** Texte proposé **
Les problèmes posés par le commerce électronique et internet sont éminemment compliqués, et les rapports sur le sujet s'accumulent. Je formulerai trois observations simples et relativement consensuelles. Tout d'abord, la solution ne peut pas être nationale, sauf à être inefficace ou contre-productive, et doit nécessairement dépasser le cadre de nos frontières. Le bon niveau est a minima européen, et si possible international. L'OCDE est l'enceinte à privilégier. L'économie numérique présente des spécificités, mais rejoint aussi la question plus générale de l'assiette des bénéfices des sociétés : à cet égard, l'initiative « BEPS » ( Base Erosion and Profit Shifting ) portée par le G20 et l'OCDE aura des effets sur l'assiette fiscale de ce secteur, avec des informations par entreprises et par pays. Une grande entreprise qui aurait d'importants profits dans une île perdue au fond du Pacifique et aucun profit ailleurs, alors que ses effectifs et son chiffre d'affaires sont répartis dans le monde, ne devrait plus exister. Bien que l'évaluation de bases par nature évanescentes pose une difficulté technique réelle, les nombreux travaux consacrés à la question de la localisation de la valeur montrent que la création de richesse a toujours une origine géographique.

** Extrait des données **
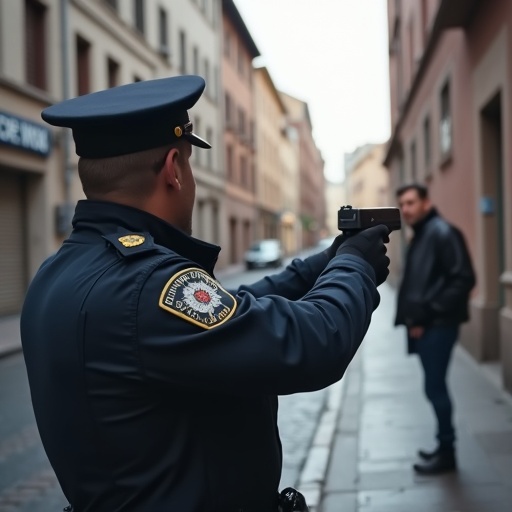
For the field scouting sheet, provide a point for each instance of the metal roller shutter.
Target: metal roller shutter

** Petite tâche **
D'après le texte proposé, quelle enceinte faut-il privilégier pour traiter les problèmes posés par le commerce électronique ?

** Le résultat **
L'OCDE.